### REQUIRED ACTIONS
**a.** Transcribe the section of the abstract that opens with the words containing "About three-quarters of" and closes with "into young frogs.".
**b.** In the abstract, how many tadpoles completed metamorphosis into young frogs?

### EXTRACT TO READ
::::

ABSTRACT
Nuclei from a monolayer of cultured epithelial cells have been transplanted singly to enucleated unfertilized eggs of Xenopus laevis.
About three-quarters of the injected eggs failed to cleave or cleaved abortively. Most of the remainder formed partial blastulae. Less than 1 % reached postneurula stages of development.
Nuclei from first-transfer blastulae were used for serial transplantation. The nuclei of partial blastulae promoted normal or nearly normal development more often than those of complete blastulae. Several clones were obtained which included nearly normal tadpoles with apparently normal muscle, nerve, blood, and other specialized cell types. Three tadpoles commenced feeding and have completed metamorphosis into young frogs.
To prove that the donor- and not egg-nucleus participated in the formation of nuclear-transplant tadpoles, genetically marked 2-nu and l-nu diploid nuclei were transplanted to 2-nu eggs; the resulting tadpoles had the nucleolar number characteristic of donor, not egg, nuclei. Chromosome counts and nuclear diameter measurements on the epidermal cells of these tadpoles revealed the presence of diploid mitoses and the absence of haploid nuclei.

::::

### THE DATA
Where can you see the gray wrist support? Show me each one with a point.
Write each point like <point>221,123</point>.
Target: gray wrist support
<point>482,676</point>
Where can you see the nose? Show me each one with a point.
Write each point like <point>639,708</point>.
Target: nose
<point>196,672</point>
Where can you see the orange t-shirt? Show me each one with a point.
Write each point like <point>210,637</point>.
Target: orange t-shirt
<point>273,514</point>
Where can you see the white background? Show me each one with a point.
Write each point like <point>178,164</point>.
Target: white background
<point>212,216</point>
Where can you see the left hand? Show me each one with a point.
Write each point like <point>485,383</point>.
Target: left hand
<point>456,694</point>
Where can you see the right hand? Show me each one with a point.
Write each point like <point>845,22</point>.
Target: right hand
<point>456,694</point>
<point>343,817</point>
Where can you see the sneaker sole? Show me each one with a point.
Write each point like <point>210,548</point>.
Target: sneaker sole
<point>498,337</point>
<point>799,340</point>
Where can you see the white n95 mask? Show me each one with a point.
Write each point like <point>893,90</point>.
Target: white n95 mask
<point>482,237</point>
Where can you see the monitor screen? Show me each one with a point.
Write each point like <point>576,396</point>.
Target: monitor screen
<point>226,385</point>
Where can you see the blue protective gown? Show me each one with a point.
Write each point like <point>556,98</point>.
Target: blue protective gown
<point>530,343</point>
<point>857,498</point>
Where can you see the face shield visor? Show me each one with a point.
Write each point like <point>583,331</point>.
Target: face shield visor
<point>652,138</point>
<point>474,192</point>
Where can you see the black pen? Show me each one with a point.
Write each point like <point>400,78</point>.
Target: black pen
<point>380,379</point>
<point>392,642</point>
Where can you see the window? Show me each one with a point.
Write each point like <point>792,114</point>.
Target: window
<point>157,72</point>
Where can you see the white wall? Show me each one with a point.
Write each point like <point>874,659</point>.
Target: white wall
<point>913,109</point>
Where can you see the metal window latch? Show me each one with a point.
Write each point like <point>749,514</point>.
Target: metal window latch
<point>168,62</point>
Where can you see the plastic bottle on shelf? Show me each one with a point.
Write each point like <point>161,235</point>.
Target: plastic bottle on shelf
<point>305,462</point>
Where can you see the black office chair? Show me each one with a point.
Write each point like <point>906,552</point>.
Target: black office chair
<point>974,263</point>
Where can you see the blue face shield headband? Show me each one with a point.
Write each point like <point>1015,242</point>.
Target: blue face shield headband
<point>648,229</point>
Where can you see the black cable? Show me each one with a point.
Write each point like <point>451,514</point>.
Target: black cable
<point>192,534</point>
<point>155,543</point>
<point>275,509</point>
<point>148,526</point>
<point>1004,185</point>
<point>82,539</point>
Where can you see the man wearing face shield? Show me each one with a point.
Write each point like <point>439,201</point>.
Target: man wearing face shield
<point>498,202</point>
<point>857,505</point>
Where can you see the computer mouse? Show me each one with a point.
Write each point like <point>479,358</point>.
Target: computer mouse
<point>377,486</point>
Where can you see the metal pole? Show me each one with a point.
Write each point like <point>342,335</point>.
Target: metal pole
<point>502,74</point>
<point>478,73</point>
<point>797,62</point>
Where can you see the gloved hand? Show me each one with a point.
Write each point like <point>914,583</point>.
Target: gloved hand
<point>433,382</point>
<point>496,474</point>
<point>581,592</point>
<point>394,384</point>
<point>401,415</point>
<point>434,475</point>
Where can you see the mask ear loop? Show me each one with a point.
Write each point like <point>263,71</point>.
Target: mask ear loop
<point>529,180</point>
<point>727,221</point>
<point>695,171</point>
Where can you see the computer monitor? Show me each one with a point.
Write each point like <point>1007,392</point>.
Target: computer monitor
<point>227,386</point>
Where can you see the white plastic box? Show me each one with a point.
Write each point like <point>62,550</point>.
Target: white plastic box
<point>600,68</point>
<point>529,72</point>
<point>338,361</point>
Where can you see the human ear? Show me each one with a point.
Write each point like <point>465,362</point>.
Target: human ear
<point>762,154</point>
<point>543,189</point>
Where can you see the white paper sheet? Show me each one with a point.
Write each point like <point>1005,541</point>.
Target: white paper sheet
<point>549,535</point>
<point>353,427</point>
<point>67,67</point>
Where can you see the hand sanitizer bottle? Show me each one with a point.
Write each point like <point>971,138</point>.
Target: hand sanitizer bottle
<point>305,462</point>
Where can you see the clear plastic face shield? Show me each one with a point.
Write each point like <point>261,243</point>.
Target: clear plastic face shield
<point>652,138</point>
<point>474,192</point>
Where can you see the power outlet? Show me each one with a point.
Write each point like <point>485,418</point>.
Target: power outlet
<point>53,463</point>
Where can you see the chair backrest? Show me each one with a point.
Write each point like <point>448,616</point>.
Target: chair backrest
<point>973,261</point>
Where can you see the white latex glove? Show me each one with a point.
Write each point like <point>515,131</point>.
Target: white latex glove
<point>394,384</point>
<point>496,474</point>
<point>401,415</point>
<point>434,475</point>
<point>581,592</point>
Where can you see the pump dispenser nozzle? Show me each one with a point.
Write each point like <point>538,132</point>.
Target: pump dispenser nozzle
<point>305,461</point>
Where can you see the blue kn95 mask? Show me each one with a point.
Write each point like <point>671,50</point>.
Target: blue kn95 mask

::::

### RESPONSES BY TASK
**a.**
About three-quarters of the injected eggs failed to cleave or cleaved abortively. Most of the remainder formed partial blastulae. Less than 1 % reached postneurula stages of development.
Nuclei from first-transfer blastulae were used for serial transplantation. The nuclei of partial blastulae promoted normal or nearly normal development more often than those of complete blastulae. Several clones were obtained which included nearly normal tadpoles with apparently normal muscle, nerve, blood, and other specialized cell types. Three tadpoles commenced feeding and have completed metamorphosis into young frogs.

**b.** Three